DATENZEILEN -
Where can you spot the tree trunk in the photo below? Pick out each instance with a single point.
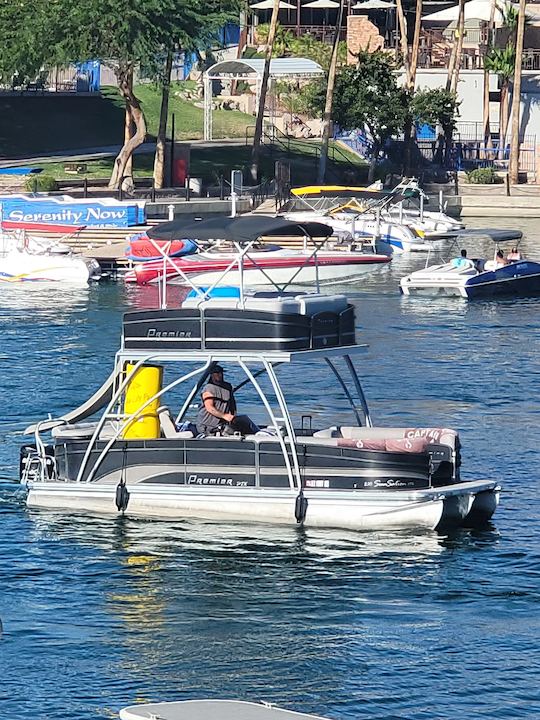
(403, 43)
(128, 132)
(123, 74)
(327, 117)
(262, 94)
(159, 158)
(489, 44)
(415, 46)
(503, 118)
(516, 96)
(409, 133)
(458, 45)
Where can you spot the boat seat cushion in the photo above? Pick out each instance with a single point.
(168, 425)
(83, 431)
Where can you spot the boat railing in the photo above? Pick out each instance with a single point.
(126, 420)
(286, 440)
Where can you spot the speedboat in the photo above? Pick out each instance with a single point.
(124, 451)
(26, 258)
(478, 278)
(364, 217)
(262, 265)
(402, 206)
(211, 710)
(386, 236)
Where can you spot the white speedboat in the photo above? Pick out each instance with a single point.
(137, 458)
(262, 265)
(363, 223)
(211, 710)
(478, 277)
(26, 258)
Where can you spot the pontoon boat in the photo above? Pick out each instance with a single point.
(139, 458)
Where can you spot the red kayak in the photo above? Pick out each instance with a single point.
(142, 249)
(259, 268)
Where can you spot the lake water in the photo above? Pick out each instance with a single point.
(99, 613)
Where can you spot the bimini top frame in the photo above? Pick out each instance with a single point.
(280, 419)
(243, 232)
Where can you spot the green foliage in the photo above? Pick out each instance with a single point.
(510, 15)
(501, 61)
(483, 176)
(41, 183)
(369, 95)
(436, 106)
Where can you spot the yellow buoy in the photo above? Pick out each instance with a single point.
(144, 384)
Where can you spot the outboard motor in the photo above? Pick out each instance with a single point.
(30, 463)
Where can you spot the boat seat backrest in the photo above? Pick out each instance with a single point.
(442, 436)
(168, 427)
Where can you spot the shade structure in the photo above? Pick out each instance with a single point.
(474, 10)
(374, 5)
(322, 4)
(269, 5)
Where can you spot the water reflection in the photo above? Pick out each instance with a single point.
(143, 545)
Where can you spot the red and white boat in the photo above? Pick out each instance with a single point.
(260, 265)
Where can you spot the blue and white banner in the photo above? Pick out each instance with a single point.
(68, 211)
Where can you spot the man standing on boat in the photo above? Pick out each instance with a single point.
(218, 404)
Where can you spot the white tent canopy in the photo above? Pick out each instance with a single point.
(269, 5)
(295, 68)
(474, 10)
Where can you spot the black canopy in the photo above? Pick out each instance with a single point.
(494, 234)
(242, 229)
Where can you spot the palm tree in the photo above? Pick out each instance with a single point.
(415, 46)
(516, 97)
(262, 92)
(454, 64)
(404, 48)
(327, 117)
(489, 43)
(501, 61)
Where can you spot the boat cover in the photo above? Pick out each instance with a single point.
(242, 229)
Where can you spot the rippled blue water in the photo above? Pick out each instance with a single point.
(98, 613)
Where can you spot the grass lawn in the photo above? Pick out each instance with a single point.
(36, 124)
(209, 162)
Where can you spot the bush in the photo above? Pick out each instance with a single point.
(41, 183)
(483, 176)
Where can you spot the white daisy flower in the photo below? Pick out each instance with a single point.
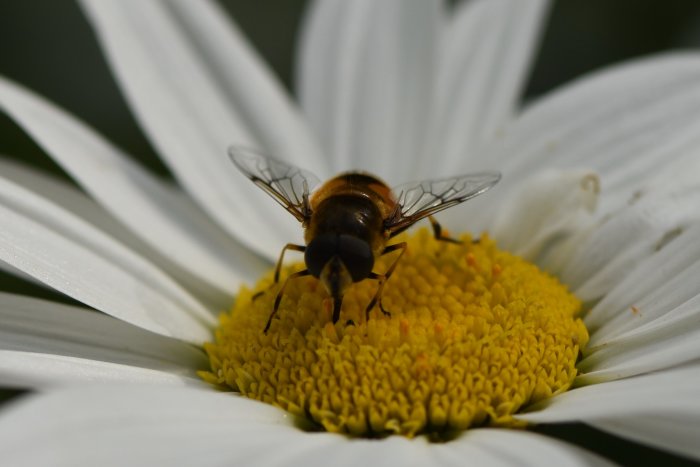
(600, 190)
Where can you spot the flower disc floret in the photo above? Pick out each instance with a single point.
(475, 335)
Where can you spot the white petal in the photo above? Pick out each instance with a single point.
(188, 112)
(663, 343)
(152, 210)
(671, 432)
(143, 425)
(365, 80)
(651, 320)
(247, 82)
(183, 426)
(38, 370)
(626, 123)
(89, 211)
(655, 288)
(544, 209)
(32, 325)
(512, 447)
(59, 249)
(486, 54)
(621, 406)
(621, 242)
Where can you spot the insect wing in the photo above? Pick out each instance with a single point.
(288, 185)
(418, 200)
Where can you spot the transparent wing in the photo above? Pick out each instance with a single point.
(288, 185)
(418, 200)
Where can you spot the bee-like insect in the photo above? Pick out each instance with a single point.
(349, 219)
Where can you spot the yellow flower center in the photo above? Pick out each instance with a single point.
(475, 334)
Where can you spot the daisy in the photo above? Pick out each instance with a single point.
(600, 190)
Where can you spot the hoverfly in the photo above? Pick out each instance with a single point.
(349, 219)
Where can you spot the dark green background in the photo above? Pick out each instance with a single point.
(48, 46)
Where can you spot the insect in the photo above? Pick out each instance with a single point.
(349, 219)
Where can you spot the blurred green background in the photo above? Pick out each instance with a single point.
(48, 46)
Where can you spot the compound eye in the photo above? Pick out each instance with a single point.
(319, 251)
(357, 257)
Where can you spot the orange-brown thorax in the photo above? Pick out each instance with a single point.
(354, 203)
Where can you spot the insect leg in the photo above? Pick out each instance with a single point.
(382, 278)
(337, 303)
(278, 268)
(437, 232)
(278, 299)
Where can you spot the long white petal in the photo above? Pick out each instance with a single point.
(143, 425)
(603, 256)
(663, 343)
(619, 407)
(56, 247)
(152, 210)
(185, 109)
(366, 78)
(511, 447)
(182, 426)
(486, 54)
(40, 326)
(75, 201)
(640, 288)
(636, 125)
(39, 370)
(545, 209)
(679, 433)
(250, 86)
(625, 122)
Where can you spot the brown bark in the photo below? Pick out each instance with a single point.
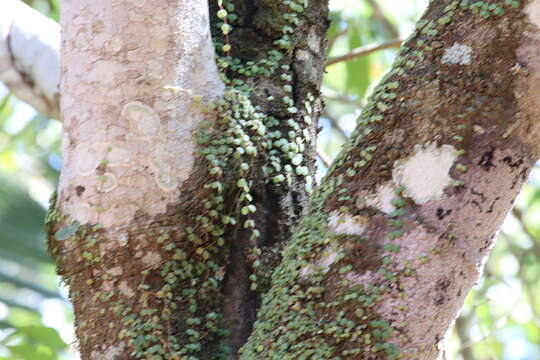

AUFGABE -
Gib an, in wie vielen Zeilen der Liste oben das Wort „insect“ vorkommt. Nenne nur die Zahl.

LÖSUNG -
4